━━━━━ TEXTE SOURCE

Vous concentrez votre
attention sur les trois caractéristiques que sont l’impermanence, la souffrance
et le non-soi et vous maintenez une attention sans faille à cette
contemplation. Ainsi la vision de la nature impermanente, insatisfaisante et
inexistante de tous les phénomènes deviendra toujours plus claire et plus
vaste. Votre compréhension en sera plus profonde. Cette clarté de perception
engendrera un sentiment de paix qui pénètrera votre cœur plus profondément que
tout ce que vous pourriez expérimenter dans la pratique de samatha — la méditation de la tranquillité. C’est la clarté et la
complétude de cette vision pénétrante de la nature réelle de toutes choses qui
a une action purifiante sur l’esprit. La sagesse qui naît de cette vision
profonde, aussi limpide que le cristal, est un agent de purification. Au fil du
temps, d’investigations et de contemplations nombreuses et répétées de la
vérité, votre façon de considérer les choses va changer et ce que vous
perceviez autrefois comme attirant perdra peu à peu de son pouvoir tandis que
sa nature véritable vous apparaîtra.

━━━━━━━━━━

→ À FAIRE:
Citez les caractéristiques sur lesquelles le texte sur la méditation ci-dessus demande de concentrer son attention. Les lignes qui suivent ne sont pas utiles ici.

━━━━━ DONNÉES EXTRAITES

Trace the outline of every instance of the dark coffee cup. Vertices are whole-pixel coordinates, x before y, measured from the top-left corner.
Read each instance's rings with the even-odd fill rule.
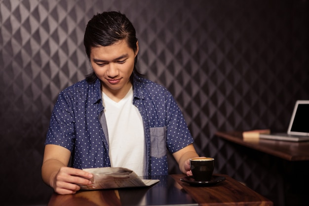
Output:
[[[199,157],[190,159],[190,167],[193,178],[198,181],[210,180],[215,167],[215,159]]]

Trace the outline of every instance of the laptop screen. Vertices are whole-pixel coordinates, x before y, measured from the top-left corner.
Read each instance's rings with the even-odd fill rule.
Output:
[[[309,136],[309,101],[298,100],[295,104],[288,133]]]

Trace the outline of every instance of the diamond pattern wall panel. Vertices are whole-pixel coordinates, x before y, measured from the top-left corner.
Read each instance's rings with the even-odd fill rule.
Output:
[[[112,10],[125,13],[135,25],[138,67],[172,92],[198,153],[216,158],[216,172],[272,198],[282,180],[276,178],[269,158],[214,134],[284,130],[295,101],[309,99],[309,3],[0,0],[3,204],[48,200],[51,190],[41,180],[40,166],[51,110],[58,93],[91,71],[82,43],[87,21]],[[179,172],[172,158],[170,171]],[[280,202],[276,195],[273,200]]]

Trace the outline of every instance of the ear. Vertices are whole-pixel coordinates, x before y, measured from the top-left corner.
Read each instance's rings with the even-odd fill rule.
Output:
[[[136,41],[136,51],[135,51],[135,56],[137,55],[138,51],[139,50],[139,47],[138,46],[138,41]]]

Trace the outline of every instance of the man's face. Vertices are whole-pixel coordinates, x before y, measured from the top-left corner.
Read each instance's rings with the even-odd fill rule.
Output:
[[[134,67],[134,53],[125,40],[107,46],[91,48],[90,62],[101,81],[102,89],[108,96],[126,94],[131,87],[130,76]],[[121,97],[120,97],[121,98]]]

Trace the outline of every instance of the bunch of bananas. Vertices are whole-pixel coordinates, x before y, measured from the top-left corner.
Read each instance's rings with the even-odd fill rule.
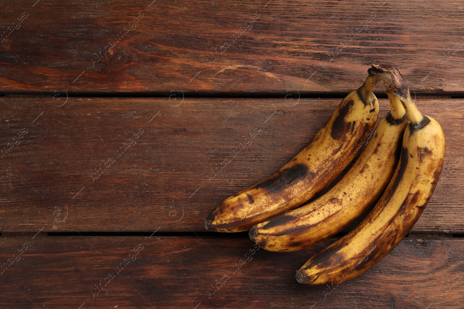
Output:
[[[274,174],[226,199],[205,219],[205,228],[250,229],[250,238],[266,250],[298,250],[343,230],[381,195],[358,226],[296,271],[296,280],[338,284],[388,254],[432,196],[443,164],[445,136],[435,120],[419,111],[397,69],[373,64],[367,72],[362,86],[342,101],[307,146]],[[372,90],[380,81],[391,110],[374,130],[379,104]],[[367,142],[338,183],[301,206],[334,180]]]

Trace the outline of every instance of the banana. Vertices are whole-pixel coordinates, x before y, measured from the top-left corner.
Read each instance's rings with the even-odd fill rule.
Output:
[[[308,201],[353,159],[377,121],[376,82],[368,76],[348,95],[310,142],[278,171],[230,196],[205,219],[205,229],[241,232]]]
[[[299,250],[336,234],[375,202],[395,171],[409,123],[401,101],[393,91],[387,93],[391,111],[342,180],[309,204],[253,226],[251,240],[271,251]]]
[[[393,90],[411,121],[405,131],[400,162],[385,193],[366,219],[296,271],[300,283],[338,284],[374,265],[414,226],[438,182],[445,149],[440,125],[420,113],[398,70],[387,65],[372,66],[369,74]]]

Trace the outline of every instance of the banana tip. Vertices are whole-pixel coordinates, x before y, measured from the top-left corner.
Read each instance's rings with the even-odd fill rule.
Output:
[[[303,274],[301,273],[299,271],[296,271],[295,277],[296,278],[296,281],[299,283],[304,283],[304,276],[303,276]]]
[[[250,232],[248,232],[248,236],[252,240],[254,240],[255,237],[256,237],[256,234],[258,234],[258,229],[256,227],[256,225],[253,225],[251,227],[251,228],[250,229]]]

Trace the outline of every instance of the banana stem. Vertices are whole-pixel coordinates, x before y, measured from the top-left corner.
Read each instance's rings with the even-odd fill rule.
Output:
[[[419,111],[417,106],[411,100],[409,87],[407,88],[407,94],[406,95],[403,95],[401,96],[397,95],[396,94],[395,94],[395,95],[401,101],[403,107],[406,110],[406,114],[407,114],[407,118],[411,123],[413,124],[419,124],[424,120],[424,115]]]
[[[392,111],[392,117],[394,119],[402,119],[406,114],[406,111],[403,107],[403,104],[400,98],[395,95],[393,91],[389,91],[388,89],[387,95],[388,96],[388,101],[390,101],[390,109]]]
[[[424,120],[424,115],[411,100],[409,88],[400,71],[388,64],[372,65],[372,67],[367,70],[369,76],[375,82],[382,81],[383,82],[389,98],[390,98],[389,93],[393,93],[393,95],[401,101],[407,114],[407,118],[412,123],[420,124]],[[393,116],[393,109],[392,111]]]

━━━━━━━━━━

→ SOLUTION:
- l’impermanence
- la souffrance
- le non-soi